*Supplied passage:*

═══

Friday 13 September 2013

Blog Break

Hi everyone,

I don't want to disappear without letting you know, so this is to say that I shan't be uploading new posts here until mid October, because I am in the final stages of finishing my DPhil thesis, and it's very time-consuming, exhausting, and a little bit stressful.  Something has to go, for a bit, and I'm afraid that's Stuck-in-a-Book.  I probably won't have much time for reading blogs either, sadly.

My deadline is 3 October, and then I will be in America for a couple of weeks - during which time I'll be seeing a couple of American bloggers, so I'll be able to report back on that.

There is another series (the fourth!) of My Life in Books coming - apologies if you're one of the lovely people who has taken part, I had intended to have it prepared to appear while I was in America, but that's also not going to be possible.  But look forward to hearing from fourteen more bloggers about their lives in books at some point in October or November!

And I'm also afraid this means no more Great British Bake Off recaps for a while.  I don't know if it'll still be on when I'm back from America, but I'll make sure I blog about the final, at least, even if it's happened a while ago.

Right, I think that's everything.  Next time you hear from me I won't be a student any more, marking the end of my, hmm, 23 years of education, I think(!)  Hopefully I'll have lots of books read and bought to tell you all about.

love, Simon

Wednesday 11 September 2013

Great British Bake Off: Series 4: Episode 4

This week in Bake Off news: I unfollowed Paul Hollywood on Twitter.  He used the wrong 'your', and then he missed out an apostrophe by writing 'Bake Offs on', and I couldn't bear it anymore.  He's taking it pretty hard.

Last week: The Great Custard Robbery 2013! Trifle! Frances created a life-size model of the Leaning Tower of Pisa from flaked almonds, and it's now the country's most lucrative tourist attraction!

And now.... pie week!  Or Soggy Bottom Week, as it's come to be known across the nation.  I've been following the Bake Off on Facebook (no grammar misuse yet, so they're not persona non grata yet) and they've got into puns in a big way.  PIEtanic was a personal favourite this week - excellent work, social media minion, you'll earn yourself a Golden Pun Klaxon before long.

Mel and Sue open proceedings with some fake food bumps, because of course they do.  I love that one of the most watched programmes in Britain has all the finesse and production standards of an enthusiastic village pantomime - those 'costumes' must have taken all of five minutes to craft.

Can we talk about Ali's hat for a moment?

I have no words.

═══

(Rows from a dataset)
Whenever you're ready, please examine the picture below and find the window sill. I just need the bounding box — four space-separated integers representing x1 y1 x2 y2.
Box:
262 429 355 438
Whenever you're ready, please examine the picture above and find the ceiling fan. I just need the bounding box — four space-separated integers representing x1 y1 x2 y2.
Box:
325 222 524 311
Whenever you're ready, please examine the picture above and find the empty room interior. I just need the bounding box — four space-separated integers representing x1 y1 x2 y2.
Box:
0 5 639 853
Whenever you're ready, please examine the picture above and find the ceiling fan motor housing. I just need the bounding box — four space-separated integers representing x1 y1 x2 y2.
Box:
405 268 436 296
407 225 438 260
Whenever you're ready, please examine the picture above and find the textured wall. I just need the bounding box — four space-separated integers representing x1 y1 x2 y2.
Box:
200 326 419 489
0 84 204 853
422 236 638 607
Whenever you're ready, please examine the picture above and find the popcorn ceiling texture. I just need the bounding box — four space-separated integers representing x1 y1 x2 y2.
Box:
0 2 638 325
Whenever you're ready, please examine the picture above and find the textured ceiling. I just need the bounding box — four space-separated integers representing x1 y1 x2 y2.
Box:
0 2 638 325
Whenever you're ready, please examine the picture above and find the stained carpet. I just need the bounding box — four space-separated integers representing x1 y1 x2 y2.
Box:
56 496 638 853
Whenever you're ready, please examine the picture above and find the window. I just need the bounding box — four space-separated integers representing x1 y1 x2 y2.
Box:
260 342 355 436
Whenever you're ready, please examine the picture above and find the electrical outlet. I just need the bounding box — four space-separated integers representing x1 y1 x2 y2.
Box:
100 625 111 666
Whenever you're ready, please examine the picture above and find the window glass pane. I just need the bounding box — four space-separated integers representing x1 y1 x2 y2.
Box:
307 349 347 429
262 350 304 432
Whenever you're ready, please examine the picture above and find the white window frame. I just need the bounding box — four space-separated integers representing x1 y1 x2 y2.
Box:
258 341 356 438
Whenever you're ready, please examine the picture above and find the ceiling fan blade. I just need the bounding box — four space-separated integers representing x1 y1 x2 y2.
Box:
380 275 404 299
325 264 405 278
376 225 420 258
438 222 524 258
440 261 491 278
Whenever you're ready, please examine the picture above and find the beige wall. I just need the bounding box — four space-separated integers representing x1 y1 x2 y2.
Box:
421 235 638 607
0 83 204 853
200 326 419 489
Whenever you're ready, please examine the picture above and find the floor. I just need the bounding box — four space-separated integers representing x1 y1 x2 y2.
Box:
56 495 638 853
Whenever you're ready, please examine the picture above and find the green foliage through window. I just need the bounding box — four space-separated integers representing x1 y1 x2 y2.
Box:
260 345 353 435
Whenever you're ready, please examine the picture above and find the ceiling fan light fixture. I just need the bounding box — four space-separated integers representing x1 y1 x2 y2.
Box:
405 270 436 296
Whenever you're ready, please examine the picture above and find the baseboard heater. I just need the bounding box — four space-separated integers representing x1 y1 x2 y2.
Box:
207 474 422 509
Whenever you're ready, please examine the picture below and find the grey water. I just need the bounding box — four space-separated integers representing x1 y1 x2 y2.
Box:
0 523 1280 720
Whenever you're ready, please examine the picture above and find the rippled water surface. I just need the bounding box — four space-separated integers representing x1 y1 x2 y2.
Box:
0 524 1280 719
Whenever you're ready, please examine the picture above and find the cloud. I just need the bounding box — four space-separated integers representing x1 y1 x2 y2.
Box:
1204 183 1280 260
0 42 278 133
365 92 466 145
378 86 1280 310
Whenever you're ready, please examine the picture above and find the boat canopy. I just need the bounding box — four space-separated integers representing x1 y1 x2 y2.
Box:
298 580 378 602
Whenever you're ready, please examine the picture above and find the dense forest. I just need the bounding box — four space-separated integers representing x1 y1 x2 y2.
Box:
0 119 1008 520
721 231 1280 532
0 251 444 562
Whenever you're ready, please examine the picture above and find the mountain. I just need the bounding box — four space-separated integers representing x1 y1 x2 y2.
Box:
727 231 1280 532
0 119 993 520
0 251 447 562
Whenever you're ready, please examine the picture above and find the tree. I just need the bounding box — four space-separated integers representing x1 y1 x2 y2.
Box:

═══

*Goal 1:* Translate this sentence from the blog excerpt into French: "Something has to go, for a bit, and I'm afraid that's Stuck-in-a-Book."
*Goal 2:* Reproduce everything in the blog excerpt from "Wednesday 11 September" down to "Klaxon before long.".

*Written reply 1:* Il faut bien renoncer à quelque chose, pour un temps, et je crains que ce ne soit Stuck-in-a-Book.

*Written reply 2:*
Wednesday 11 September 2013

Great British Bake Off: Series 4: Episode 4

This week in Bake Off news: I unfollowed Paul Hollywood on Twitter.  He used the wrong 'your', and then he missed out an apostrophe by writing 'Bake Offs on', and I couldn't bear it anymore.  He's taking it pretty hard.

Last week: The Great Custard Robbery 2013! Trifle! Frances created a life-size model of the Leaning Tower of Pisa from flaked almonds, and it's now the country's most lucrative tourist attraction!

And now.... pie week!  Or Soggy Bottom Week, as it's come to be known across the nation.  I've been following the Bake Off on Facebook (no grammar misuse yet, so they're not persona non grata yet) and they've got into puns in a big way.  PIEtanic was a personal favourite this week - excellent work, social media minion, you'll earn yourself a Golden Pun Klaxon before long.